Excerpt:
Jobwatch: Shortages fuel expansion

十二月 5, 2003

Health and medical-related vacancies are much in evidence as a result of course popularity, interdisciplinary initiatives and universities cashing in on intellectual property. Pat Leon reports

A national shortage of pharmacists was behind the launch this September of the first new masters degree in pharmacology in the UK for more than 30 years by the University of East Anglia. Now six more posts are being advertised in the School of Chemical Sciences and Pharmacy to join six pharmacy faculty and three teacher practitioners who arrived in the first phase of expansion.

The UEA has seen a rapid growth in subjects allied to medicine in the past ten years. Andrew Thomson, dean of the School of Chemical Sciences and Pharmacy, says: "Five of the six pharmacy faculty staff we recruited in the first phase were registered pharmacists. This is encouraging as there is also a shortage of registered pharmacists in the academic world. We expect faculty numbers to grow to 20 in the next three years as student intake rises to 80 a year."

He says candidates for the chair in cellular and molecular pharmacology should have specialist knowledge of pharmacogenetics - the tailoring of medicines to individual genetic profiles. Appointees will be able to work across Norwich Research Park, which houses the John Innes Centre, the Institute of Food Research and the Norfolk and Norwich University Hospital.

Meanwhile, Surrey University is cashing in on its intellectual property. Unisdirect, the university's commercial arm, is advertising for a business development manager to cover biomedicine and liaise with the European Institute of Health and Medical Sciences, the School of Biomedical and Molecular Sciences and the Postgraduate Medical School.

Task set:
**A)** According to the article on university job openings, what does Norwich Research Park house? List each one.
**B)** Continue the article on university job openings from its last sentence.
The items after this article are separate material that has nothing to do with it.

Material provided:
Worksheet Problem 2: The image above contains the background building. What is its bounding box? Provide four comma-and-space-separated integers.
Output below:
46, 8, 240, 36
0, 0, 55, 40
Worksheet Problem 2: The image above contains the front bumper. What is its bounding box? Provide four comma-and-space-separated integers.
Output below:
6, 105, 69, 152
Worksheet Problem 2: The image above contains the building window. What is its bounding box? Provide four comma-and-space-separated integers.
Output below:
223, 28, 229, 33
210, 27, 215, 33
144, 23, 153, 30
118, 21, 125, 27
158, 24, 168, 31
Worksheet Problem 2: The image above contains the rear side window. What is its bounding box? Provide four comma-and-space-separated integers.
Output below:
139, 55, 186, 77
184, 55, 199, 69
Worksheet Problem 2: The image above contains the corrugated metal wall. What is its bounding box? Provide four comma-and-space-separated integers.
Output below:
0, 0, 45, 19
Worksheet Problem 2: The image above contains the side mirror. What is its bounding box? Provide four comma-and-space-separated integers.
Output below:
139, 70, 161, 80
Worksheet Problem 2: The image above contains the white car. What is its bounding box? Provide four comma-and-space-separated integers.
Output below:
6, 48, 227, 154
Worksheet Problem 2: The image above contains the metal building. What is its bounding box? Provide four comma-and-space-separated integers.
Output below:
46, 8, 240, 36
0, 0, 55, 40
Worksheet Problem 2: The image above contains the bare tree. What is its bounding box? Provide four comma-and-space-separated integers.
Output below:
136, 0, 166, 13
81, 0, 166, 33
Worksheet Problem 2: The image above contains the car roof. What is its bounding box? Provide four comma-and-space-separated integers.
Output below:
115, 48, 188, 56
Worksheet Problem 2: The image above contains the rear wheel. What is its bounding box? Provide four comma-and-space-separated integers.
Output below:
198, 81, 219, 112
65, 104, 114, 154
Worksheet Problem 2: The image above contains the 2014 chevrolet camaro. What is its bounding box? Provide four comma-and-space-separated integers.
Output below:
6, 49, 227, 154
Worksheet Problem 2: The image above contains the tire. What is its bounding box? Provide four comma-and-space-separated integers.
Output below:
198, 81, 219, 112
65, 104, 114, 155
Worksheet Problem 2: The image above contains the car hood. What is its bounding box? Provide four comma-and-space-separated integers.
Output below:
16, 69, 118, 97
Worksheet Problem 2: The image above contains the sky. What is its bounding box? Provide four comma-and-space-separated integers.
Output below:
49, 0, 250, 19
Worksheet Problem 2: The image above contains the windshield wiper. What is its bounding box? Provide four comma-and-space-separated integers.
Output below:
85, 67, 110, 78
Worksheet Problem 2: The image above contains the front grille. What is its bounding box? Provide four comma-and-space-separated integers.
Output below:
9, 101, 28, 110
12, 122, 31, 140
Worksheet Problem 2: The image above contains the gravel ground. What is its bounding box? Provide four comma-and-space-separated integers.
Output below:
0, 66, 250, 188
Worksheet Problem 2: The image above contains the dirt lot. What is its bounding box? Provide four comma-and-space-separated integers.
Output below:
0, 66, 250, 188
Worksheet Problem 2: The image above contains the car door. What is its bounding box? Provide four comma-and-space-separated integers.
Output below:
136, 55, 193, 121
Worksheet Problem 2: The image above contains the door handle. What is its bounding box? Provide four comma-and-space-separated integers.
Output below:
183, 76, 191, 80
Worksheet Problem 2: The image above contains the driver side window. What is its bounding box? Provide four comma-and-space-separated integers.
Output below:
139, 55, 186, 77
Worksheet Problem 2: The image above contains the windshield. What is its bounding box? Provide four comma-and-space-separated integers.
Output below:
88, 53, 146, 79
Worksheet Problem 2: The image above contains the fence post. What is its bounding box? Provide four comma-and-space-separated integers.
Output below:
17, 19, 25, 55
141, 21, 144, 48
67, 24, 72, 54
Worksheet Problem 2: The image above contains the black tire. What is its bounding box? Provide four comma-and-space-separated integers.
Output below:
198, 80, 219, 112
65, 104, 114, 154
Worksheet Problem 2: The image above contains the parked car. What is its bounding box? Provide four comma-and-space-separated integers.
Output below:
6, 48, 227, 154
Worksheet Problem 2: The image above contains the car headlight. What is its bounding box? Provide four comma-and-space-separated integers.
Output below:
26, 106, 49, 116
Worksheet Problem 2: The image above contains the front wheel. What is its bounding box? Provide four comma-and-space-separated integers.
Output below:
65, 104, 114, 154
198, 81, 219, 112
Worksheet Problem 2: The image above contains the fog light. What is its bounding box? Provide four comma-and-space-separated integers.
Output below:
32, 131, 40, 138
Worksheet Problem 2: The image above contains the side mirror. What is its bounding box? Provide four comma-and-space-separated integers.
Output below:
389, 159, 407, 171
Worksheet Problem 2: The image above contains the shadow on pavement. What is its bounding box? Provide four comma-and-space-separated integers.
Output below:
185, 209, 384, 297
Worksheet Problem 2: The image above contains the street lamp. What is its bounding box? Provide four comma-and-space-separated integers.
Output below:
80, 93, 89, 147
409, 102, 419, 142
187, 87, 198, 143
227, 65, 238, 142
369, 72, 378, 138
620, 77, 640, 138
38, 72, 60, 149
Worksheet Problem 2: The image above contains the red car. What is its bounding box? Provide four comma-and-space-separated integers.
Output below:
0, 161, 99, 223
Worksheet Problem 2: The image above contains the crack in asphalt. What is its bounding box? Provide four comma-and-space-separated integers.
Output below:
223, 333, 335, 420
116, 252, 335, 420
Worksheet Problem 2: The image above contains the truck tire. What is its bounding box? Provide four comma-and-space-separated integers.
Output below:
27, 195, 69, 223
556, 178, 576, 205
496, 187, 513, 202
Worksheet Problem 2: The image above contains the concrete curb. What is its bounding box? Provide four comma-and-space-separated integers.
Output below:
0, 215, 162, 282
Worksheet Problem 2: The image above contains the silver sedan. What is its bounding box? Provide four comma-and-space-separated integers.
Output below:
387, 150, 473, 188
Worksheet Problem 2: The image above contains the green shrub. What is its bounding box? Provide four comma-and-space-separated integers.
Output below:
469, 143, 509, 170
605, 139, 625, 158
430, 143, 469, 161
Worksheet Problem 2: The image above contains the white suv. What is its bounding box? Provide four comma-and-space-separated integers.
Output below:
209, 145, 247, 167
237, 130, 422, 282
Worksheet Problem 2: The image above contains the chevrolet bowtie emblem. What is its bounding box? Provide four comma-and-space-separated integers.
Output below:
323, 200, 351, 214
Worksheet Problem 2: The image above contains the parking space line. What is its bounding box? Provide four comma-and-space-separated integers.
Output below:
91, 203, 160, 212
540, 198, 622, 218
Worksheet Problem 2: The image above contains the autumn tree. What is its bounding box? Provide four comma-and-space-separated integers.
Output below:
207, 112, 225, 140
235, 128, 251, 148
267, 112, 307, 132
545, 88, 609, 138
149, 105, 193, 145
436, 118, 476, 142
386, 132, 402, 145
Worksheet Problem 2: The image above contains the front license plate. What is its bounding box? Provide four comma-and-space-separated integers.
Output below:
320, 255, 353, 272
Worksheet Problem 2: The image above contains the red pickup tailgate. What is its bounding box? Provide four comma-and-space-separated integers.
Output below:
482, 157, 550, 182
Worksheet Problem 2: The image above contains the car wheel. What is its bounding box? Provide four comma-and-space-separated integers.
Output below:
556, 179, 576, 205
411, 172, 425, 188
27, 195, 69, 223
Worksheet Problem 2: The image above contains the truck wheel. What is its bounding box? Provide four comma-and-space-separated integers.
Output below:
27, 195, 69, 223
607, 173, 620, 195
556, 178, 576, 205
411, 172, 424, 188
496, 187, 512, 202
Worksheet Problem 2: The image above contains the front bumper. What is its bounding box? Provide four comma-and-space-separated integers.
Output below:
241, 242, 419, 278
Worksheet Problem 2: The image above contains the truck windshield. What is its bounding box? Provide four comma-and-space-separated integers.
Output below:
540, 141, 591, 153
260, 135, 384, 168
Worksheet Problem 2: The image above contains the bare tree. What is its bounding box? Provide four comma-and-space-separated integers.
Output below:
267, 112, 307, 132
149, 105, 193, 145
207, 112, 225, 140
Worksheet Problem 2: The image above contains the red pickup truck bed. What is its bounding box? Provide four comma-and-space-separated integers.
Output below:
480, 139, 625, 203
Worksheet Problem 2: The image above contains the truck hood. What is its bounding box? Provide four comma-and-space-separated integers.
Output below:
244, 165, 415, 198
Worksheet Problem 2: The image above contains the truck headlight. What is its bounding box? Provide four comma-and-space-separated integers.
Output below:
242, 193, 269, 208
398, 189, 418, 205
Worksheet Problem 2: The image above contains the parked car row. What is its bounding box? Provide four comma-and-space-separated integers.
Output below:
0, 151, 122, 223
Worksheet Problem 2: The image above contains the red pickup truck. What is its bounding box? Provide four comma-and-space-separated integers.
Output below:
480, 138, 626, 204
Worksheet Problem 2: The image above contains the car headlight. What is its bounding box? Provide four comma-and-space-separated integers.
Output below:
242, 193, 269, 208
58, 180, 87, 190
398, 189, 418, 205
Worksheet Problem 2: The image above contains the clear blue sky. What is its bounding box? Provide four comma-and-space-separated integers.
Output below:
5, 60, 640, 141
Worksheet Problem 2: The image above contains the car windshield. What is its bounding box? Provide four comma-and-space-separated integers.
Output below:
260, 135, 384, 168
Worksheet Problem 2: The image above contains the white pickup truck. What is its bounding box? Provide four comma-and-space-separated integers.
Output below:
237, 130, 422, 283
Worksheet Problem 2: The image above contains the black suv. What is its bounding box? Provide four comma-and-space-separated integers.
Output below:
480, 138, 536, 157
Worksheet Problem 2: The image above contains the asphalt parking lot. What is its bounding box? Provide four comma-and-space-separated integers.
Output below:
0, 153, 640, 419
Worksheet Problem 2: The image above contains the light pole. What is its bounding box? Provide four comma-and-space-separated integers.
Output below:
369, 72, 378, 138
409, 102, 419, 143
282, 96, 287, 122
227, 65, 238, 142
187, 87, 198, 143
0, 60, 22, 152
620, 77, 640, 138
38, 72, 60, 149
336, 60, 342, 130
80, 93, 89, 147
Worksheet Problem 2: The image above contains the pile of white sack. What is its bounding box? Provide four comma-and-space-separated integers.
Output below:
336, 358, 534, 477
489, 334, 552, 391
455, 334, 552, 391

Per-task answers:
**A)**
- The John Innes Centre
- The Institute of Food Research
- The Norfolk and Norwich University Hospital

**B)**
Jayne Martin, business development manager for the human and management sciences, says this replacement post is financed by the Higher Education Innovation Fund.

"We have created a team of business developers using Heif money. We started in September 2002 and are preparing for the next bidding round," she adds.

"We are looking for someone who can feel comfortable with the business and academic worlds."

Edinburgh University is searching for a candidate who can bridge disciplines to direct the Genomics Forum from April 1 2004. The professorial-level post is funded for five years by the Economic and Social Research Council. Vicky Bruce, head of the College of Humanities and Social Sciences, says applicants could be from sciences, social sciences or medicine.

The forum will integrate research on the human, animal, plant and environmental aspects of genomics and inform and advise policy-makers, practitioners and public groups. The appointee will coordinate the work of three genomics centres based at Exeter, Edinburgh-Open and Lancaster-Cardiff universities. Bruce says: "We want someone with flair who will make things happen."